* BEGIN Record excerpts *

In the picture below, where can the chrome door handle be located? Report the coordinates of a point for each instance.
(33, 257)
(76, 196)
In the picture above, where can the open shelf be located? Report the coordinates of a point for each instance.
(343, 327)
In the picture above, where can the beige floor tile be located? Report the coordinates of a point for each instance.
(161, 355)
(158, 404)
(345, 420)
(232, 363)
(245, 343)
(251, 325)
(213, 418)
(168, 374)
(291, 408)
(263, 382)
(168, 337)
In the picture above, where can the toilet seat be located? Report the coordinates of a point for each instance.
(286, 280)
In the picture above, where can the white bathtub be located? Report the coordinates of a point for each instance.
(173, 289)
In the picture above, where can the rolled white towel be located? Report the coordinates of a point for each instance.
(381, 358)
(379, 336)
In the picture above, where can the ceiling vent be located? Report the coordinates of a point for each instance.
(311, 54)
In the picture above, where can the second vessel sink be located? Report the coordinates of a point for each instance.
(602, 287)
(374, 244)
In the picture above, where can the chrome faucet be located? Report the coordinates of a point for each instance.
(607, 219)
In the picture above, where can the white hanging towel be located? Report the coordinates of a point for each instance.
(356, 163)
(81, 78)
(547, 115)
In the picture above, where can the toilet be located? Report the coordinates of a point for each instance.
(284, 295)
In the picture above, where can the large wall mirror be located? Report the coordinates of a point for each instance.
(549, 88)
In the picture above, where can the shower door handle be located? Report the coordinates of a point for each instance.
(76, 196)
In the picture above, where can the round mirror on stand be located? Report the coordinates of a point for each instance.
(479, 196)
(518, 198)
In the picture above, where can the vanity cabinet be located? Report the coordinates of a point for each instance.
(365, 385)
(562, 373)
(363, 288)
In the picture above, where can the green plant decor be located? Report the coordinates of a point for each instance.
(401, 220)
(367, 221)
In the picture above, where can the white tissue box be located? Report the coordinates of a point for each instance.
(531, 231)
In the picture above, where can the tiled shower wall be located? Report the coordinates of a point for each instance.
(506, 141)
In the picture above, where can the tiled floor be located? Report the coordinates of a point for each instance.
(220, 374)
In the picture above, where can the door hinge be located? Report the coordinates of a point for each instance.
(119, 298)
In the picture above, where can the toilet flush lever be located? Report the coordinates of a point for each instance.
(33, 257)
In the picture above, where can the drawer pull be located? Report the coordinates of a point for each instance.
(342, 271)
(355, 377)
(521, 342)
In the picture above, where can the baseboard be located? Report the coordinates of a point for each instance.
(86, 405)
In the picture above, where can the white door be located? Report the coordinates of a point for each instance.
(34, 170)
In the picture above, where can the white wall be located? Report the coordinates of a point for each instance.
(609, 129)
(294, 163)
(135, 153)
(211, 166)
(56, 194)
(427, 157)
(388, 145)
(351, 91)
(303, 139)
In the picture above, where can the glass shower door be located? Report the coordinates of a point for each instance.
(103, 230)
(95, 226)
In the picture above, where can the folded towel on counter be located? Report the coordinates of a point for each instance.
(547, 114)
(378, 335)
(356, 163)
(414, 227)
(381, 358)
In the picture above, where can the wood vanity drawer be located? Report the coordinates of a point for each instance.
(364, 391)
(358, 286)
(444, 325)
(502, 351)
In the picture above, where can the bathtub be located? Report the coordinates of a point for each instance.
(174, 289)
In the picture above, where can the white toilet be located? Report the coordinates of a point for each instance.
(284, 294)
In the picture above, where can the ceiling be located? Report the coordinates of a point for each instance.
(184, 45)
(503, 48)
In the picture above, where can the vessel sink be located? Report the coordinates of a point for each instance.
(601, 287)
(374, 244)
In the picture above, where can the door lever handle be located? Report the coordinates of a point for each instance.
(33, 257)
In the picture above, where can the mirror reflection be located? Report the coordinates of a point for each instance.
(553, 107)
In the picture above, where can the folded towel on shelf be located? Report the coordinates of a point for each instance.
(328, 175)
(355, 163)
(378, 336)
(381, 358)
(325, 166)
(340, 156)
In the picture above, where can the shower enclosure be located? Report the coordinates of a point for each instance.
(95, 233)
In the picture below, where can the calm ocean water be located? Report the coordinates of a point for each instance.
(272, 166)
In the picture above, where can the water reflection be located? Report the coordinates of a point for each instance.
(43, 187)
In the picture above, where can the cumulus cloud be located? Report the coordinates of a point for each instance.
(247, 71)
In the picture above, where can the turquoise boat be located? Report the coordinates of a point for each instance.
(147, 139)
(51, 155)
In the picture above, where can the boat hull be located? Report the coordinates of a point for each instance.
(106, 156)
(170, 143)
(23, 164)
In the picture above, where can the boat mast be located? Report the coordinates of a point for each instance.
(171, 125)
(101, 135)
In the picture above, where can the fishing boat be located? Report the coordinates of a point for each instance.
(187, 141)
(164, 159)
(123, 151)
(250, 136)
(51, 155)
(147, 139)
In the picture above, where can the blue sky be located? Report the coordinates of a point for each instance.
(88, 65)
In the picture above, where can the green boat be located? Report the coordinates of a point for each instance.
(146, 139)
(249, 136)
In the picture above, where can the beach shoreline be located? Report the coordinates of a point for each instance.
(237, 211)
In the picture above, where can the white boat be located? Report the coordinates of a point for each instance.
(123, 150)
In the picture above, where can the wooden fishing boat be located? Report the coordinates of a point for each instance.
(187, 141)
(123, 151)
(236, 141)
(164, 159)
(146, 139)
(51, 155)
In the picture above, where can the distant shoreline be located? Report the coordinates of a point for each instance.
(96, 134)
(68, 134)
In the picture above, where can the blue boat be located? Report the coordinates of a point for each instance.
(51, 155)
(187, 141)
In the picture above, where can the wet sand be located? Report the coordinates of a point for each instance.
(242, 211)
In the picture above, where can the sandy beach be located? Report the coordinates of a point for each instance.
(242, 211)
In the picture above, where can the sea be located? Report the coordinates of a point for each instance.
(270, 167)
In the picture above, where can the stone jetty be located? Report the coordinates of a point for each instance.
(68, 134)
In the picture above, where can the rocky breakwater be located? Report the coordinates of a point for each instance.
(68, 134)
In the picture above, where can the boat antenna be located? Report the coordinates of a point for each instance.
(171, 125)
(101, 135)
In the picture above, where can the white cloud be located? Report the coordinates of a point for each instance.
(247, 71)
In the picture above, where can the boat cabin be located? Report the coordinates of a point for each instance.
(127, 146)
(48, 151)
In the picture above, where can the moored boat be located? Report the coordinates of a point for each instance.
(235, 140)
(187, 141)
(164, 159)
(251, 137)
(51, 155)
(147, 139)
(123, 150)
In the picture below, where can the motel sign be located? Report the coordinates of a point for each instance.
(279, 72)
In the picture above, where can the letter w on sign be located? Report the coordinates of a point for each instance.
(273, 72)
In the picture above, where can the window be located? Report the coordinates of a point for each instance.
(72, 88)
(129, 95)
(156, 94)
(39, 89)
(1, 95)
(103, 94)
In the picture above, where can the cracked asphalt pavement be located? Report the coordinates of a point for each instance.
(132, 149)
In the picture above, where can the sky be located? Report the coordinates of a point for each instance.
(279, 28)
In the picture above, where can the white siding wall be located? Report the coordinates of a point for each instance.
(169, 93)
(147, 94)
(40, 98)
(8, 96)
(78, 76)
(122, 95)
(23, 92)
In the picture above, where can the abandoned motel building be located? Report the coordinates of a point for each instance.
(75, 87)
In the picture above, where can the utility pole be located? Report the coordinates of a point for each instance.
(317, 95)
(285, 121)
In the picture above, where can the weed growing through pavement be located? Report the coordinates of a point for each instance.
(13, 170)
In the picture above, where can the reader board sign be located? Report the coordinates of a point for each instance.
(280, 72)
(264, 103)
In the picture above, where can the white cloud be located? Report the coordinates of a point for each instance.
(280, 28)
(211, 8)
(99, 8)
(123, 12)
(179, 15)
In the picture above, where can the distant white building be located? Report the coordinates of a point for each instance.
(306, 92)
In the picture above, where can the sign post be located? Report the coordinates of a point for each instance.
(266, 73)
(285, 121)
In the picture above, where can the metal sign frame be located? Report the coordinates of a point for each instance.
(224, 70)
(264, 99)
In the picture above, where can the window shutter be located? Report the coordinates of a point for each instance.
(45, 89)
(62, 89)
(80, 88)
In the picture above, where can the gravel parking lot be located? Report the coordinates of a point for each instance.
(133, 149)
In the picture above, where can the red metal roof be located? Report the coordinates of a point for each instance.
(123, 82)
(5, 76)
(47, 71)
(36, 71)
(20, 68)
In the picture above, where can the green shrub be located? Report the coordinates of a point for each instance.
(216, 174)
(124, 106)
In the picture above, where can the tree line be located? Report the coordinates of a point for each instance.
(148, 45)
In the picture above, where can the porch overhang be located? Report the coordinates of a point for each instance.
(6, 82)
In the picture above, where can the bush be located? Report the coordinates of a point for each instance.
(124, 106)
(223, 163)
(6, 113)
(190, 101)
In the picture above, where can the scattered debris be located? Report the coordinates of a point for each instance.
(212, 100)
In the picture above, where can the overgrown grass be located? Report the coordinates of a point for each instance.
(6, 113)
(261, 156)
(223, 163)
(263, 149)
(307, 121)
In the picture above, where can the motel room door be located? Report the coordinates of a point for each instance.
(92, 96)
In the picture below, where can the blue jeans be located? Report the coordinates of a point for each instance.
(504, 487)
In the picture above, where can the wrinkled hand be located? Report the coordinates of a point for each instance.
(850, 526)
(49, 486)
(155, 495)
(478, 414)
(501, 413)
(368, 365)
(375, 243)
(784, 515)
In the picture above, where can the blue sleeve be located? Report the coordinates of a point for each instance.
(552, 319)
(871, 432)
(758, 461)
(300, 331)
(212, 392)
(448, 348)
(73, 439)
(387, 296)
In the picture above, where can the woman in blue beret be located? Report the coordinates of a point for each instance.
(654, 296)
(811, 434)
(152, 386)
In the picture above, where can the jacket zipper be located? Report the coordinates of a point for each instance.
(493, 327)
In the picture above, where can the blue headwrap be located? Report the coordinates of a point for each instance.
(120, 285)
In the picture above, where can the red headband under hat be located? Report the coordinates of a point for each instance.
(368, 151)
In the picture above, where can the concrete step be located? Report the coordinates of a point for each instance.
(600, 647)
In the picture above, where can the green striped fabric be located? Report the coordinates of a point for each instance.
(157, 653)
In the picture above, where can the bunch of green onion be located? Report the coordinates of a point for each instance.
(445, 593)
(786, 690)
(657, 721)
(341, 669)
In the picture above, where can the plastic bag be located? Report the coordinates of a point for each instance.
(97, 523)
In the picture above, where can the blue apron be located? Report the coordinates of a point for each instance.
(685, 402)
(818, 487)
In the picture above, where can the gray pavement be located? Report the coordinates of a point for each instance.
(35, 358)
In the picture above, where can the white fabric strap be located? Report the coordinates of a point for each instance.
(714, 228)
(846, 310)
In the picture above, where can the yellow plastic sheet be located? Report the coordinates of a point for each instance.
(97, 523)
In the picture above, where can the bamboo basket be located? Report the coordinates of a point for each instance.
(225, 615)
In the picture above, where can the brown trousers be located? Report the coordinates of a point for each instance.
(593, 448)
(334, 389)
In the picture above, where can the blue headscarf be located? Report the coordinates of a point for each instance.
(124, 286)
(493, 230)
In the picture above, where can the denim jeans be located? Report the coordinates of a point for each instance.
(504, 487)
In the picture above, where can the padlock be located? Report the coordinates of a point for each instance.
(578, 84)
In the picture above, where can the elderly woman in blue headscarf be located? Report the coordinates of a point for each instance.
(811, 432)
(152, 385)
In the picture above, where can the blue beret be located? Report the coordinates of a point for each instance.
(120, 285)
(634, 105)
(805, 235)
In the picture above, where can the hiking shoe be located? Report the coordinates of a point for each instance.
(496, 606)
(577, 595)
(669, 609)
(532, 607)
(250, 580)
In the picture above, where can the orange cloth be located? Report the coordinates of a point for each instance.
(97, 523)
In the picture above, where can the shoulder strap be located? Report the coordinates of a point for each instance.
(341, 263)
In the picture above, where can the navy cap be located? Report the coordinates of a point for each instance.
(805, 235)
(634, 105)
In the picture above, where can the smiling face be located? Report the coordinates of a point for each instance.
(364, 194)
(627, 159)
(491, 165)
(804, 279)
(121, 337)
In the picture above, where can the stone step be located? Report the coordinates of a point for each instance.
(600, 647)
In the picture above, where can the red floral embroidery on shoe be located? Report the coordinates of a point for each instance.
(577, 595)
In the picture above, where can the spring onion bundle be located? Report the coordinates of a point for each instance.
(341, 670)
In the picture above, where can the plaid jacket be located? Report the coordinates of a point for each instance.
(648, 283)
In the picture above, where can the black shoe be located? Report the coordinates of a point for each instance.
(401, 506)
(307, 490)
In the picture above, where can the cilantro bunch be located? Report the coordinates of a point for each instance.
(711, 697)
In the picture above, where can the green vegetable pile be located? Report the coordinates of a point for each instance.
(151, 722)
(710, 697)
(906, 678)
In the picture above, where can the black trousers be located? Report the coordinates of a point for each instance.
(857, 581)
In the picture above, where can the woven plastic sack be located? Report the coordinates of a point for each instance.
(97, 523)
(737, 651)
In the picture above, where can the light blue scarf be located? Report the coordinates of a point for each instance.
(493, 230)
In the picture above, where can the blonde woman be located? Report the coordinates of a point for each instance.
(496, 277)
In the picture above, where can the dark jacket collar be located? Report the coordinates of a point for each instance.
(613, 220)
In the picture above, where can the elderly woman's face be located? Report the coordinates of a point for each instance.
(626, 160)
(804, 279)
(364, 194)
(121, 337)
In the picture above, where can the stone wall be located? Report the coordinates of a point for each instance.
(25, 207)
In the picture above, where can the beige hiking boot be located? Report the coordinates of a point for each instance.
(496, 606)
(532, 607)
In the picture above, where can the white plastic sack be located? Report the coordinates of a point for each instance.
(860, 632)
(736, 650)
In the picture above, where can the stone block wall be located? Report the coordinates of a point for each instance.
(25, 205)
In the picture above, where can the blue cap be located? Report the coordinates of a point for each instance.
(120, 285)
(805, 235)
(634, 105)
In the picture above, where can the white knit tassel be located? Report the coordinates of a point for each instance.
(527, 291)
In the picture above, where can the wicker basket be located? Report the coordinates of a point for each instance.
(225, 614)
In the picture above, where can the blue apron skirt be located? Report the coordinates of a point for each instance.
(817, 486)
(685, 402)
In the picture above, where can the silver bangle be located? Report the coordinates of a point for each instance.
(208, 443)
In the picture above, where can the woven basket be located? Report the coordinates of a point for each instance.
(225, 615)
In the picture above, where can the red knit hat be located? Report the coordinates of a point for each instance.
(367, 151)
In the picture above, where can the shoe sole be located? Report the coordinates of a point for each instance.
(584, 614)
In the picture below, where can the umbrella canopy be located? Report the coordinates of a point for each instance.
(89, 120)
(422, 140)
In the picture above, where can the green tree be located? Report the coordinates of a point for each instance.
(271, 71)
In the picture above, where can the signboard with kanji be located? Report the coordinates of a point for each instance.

* END Record excerpts *

Instructions for the task: Copy out the lines of the records from the one containing "In the picture above, where can the woven basket" through the end, including both ends.

Solution for this task:
In the picture above, where can the woven basket be located? Report the coordinates of a point for each instance.
(225, 615)
In the picture above, where can the red knit hat be located? Report the coordinates of a point for each instance.
(367, 151)
In the picture above, where can the shoe sole be located? Report the coordinates of a point for each instance.
(584, 614)
In the picture below, where can the umbrella canopy be located? Report the coordinates of a point for each instance.
(89, 120)
(422, 140)
In the picture above, where can the green tree be located? Report the coordinates of a point for each instance.
(271, 71)
In the picture above, where can the signboard with kanji be located? Report the coordinates of a point for each instance.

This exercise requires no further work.